* Start *

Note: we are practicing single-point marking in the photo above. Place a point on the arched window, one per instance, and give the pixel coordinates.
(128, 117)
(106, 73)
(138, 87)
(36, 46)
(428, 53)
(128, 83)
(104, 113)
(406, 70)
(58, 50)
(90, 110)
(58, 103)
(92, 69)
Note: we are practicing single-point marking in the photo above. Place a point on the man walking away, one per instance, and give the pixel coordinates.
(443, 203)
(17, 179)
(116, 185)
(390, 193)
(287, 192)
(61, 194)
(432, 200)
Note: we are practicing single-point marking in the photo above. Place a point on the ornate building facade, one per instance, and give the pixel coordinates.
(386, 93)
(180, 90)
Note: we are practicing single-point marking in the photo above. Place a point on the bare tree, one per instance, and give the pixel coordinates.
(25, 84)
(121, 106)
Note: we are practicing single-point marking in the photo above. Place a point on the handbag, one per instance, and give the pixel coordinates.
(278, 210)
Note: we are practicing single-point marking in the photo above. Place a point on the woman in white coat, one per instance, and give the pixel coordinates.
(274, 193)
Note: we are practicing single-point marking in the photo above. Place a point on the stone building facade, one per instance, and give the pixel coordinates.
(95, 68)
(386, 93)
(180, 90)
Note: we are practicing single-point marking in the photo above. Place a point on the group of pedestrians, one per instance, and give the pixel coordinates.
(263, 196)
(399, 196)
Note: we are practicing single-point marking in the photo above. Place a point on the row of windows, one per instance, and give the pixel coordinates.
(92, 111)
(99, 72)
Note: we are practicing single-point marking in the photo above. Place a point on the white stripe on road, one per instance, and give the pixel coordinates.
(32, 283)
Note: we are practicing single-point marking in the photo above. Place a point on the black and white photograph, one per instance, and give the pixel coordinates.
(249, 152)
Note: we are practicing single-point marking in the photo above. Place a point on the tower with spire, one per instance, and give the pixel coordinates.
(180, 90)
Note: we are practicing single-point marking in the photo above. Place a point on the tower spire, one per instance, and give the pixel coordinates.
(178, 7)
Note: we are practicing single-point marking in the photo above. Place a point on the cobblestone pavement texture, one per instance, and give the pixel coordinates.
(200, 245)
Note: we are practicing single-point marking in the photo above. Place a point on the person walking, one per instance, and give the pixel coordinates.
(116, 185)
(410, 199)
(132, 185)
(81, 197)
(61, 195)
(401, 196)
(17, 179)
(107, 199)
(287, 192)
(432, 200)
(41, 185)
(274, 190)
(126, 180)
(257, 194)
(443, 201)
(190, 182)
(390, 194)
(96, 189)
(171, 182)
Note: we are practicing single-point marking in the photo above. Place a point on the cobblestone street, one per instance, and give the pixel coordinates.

* End *

* _Aim of the exercise_
Convert all of the items above into a JSON list of strings, one string per line, leaving out any blank lines.

* _Solution for this task_
[
  "Note: we are practicing single-point marking in the photo above. Place a point on the arched window, one per instance, and give the pixel coordinates.",
  "(128, 117)",
  "(106, 73)",
  "(138, 87)",
  "(36, 46)",
  "(428, 53)",
  "(128, 83)",
  "(104, 113)",
  "(406, 70)",
  "(58, 50)",
  "(90, 110)",
  "(58, 103)",
  "(92, 69)",
  "Note: we are practicing single-point marking in the photo above. Place a point on the man walking away, one per instance, and give the pixel coordinates.",
  "(443, 203)",
  "(17, 179)",
  "(116, 185)",
  "(390, 193)",
  "(287, 192)",
  "(61, 194)",
  "(432, 200)",
  "Note: we are practicing single-point marking in the photo above. Place a point on the ornate building facade, one per instance, and give the pixel coordinates.",
  "(386, 93)",
  "(180, 90)",
  "Note: we are practicing single-point marking in the photo above. Place a point on the bare tree, one per instance, and give the pixel coordinates.",
  "(25, 84)",
  "(121, 106)",
  "Note: we are practicing single-point marking in the photo above. Place a point on the handbag, one per instance, and give the pixel coordinates.",
  "(278, 210)",
  "Note: we are practicing single-point marking in the photo above. Place a point on the woman in white coat, one per instance, and give the pixel coordinates.",
  "(274, 193)",
  "Note: we are practicing single-point marking in the photo above. Place a point on the stone building facade, one per instance, and give the pixel coordinates.",
  "(95, 68)",
  "(386, 93)",
  "(180, 90)",
  "Note: we are practicing single-point marking in the photo above. Place a point on the group of pedestrians, one per instance, and give the pixel coordinates.",
  "(263, 196)",
  "(399, 196)",
  "Note: we are practicing single-point marking in the photo above. Place a point on the row of windows, one per instance, and give the pixel coordinates.",
  "(92, 111)",
  "(99, 72)",
  "Note: we are practicing single-point marking in the photo above. Place a point on the white stripe on road, one per instance, and give the pixel coordinates.",
  "(32, 283)",
  "Note: we are practicing single-point marking in the photo above. Place a point on the black and white photograph, one per instance, and give the pixel coordinates.",
  "(249, 152)",
  "Note: we are practicing single-point marking in the photo above. Place a point on the tower with spire, one per instance, and give the pixel coordinates.",
  "(180, 90)",
  "Note: we are practicing single-point marking in the photo above. Place a point on the tower spire, one per instance, and give the pixel coordinates.",
  "(178, 7)",
  "Note: we are practicing single-point marking in the photo above. Place a point on the cobblestone pavement texture, one per instance, and give the pixel coordinates.",
  "(200, 245)",
  "Note: we are practicing single-point marking in the photo above. Place a point on the person walking, one per instance, and give the pixel coordinates.",
  "(116, 185)",
  "(410, 199)",
  "(132, 185)",
  "(81, 197)",
  "(61, 195)",
  "(401, 196)",
  "(17, 179)",
  "(107, 199)",
  "(287, 192)",
  "(432, 200)",
  "(41, 185)",
  "(274, 190)",
  "(126, 180)",
  "(257, 194)",
  "(443, 201)",
  "(190, 182)",
  "(390, 194)",
  "(96, 189)",
  "(171, 182)",
  "Note: we are practicing single-point marking in the photo above. Place a point on the cobblestone street, one per instance, and give the pixel coordinates."
]